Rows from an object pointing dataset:
┄┄┄┄┄┄┄┄┄┄
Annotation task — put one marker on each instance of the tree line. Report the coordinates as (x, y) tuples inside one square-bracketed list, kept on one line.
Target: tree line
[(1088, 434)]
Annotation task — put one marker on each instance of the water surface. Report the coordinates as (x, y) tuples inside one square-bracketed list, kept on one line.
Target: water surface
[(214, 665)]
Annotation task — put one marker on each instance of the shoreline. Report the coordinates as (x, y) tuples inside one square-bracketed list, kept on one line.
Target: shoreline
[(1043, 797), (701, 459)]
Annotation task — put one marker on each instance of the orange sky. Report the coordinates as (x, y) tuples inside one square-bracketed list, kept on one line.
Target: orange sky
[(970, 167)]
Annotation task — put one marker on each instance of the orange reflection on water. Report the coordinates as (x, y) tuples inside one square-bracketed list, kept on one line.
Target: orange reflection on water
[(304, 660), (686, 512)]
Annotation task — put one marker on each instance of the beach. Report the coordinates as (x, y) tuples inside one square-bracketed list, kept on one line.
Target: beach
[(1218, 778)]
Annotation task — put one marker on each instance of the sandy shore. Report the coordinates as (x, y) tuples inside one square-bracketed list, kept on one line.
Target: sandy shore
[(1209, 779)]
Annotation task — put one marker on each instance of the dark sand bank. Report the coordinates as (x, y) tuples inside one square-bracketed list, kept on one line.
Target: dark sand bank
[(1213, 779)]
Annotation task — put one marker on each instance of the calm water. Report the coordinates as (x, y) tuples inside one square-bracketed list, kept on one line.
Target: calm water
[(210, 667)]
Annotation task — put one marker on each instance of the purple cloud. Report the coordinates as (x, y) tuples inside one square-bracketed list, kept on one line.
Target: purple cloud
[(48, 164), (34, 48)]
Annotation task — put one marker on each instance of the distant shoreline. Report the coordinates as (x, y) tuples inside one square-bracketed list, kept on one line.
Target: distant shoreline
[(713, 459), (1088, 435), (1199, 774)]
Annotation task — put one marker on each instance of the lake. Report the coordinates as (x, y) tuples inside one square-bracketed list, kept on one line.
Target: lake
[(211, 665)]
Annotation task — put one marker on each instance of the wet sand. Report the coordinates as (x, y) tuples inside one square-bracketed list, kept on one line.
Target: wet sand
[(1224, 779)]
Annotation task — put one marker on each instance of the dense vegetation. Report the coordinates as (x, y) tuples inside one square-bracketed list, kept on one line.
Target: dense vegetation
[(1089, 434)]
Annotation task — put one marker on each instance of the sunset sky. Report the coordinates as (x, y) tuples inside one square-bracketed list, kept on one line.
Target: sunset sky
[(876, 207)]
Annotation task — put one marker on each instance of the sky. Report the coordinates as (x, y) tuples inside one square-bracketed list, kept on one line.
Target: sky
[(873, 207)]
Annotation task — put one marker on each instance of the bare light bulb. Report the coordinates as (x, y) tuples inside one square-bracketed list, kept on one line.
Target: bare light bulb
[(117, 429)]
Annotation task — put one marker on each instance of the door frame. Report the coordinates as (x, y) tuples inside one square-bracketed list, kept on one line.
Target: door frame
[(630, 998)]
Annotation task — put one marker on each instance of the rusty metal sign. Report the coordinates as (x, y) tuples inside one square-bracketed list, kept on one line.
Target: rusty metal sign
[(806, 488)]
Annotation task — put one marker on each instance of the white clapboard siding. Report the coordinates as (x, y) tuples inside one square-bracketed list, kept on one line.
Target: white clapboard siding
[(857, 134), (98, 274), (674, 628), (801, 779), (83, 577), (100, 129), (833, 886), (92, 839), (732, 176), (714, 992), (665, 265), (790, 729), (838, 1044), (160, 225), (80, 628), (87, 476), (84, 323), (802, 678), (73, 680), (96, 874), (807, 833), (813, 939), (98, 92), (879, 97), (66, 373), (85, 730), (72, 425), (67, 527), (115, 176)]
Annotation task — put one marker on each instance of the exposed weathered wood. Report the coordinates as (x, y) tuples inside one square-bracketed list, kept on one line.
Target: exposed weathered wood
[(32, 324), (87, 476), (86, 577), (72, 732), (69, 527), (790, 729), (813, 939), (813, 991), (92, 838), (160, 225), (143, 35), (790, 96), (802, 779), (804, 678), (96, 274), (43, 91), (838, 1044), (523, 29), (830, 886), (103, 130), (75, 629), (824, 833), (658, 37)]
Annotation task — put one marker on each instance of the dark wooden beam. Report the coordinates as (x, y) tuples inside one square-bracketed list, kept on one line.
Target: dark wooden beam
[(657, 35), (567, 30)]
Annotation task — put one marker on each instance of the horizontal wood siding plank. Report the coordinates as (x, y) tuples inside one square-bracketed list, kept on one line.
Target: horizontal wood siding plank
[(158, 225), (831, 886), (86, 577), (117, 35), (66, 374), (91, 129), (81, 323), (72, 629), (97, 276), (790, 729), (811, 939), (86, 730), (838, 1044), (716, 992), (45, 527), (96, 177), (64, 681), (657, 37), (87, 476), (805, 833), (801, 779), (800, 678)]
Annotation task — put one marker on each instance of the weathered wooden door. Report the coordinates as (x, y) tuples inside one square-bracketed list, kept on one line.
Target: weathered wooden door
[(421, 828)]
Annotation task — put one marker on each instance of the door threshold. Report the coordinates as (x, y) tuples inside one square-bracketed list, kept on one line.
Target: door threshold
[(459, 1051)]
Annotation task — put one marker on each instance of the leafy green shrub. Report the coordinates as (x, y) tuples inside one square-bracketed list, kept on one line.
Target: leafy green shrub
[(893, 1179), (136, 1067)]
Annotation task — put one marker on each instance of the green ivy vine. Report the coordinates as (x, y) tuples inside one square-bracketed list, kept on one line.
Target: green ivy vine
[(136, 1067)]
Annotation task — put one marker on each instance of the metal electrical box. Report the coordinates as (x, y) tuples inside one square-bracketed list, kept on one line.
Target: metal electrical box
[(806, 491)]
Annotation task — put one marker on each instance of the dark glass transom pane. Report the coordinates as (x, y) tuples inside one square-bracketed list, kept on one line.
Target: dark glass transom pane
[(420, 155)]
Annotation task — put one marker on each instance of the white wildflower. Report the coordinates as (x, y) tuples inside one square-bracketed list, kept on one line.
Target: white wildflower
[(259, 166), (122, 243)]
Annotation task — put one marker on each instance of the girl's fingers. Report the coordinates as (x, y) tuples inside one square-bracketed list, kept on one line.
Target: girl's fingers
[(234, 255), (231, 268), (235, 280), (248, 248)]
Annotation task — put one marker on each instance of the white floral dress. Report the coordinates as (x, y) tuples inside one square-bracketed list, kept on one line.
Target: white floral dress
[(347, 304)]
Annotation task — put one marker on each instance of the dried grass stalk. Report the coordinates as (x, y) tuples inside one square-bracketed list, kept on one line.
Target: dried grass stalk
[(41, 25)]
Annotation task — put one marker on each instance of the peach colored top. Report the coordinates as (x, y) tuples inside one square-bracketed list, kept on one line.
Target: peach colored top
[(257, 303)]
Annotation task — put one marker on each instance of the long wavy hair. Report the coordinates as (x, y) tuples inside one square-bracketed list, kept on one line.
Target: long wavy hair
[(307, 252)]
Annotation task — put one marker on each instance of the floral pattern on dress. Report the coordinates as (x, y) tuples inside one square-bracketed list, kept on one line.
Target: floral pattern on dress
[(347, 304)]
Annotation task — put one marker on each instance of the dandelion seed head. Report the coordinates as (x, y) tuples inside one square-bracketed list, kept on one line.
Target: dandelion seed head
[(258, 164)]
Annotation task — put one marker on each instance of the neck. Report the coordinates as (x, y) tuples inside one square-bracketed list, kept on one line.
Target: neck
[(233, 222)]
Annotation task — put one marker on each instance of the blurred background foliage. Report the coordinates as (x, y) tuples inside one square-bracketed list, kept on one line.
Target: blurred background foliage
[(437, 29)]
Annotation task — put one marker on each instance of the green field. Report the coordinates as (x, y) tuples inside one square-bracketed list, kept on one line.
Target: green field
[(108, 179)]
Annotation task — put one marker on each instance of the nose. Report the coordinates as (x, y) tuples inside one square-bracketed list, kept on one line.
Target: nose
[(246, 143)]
┄┄┄┄┄┄┄┄┄┄
# Your task
Reproduce the items above word for word, from the first line through the line that contains "[(214, 665)]", including that line.

# Solution to this task
Annotation task — put one marker on each instance of the tree line. Report the coordinates as (x, y) tuples inside one square-bracketed list, kept on one line.
Target: tree line
[(1088, 434)]
Annotation task — put one marker on each instance of the water surface. Report the coordinates as (x, y) tuples inside one square-bracketed list, kept on one line.
Target: water surface
[(214, 665)]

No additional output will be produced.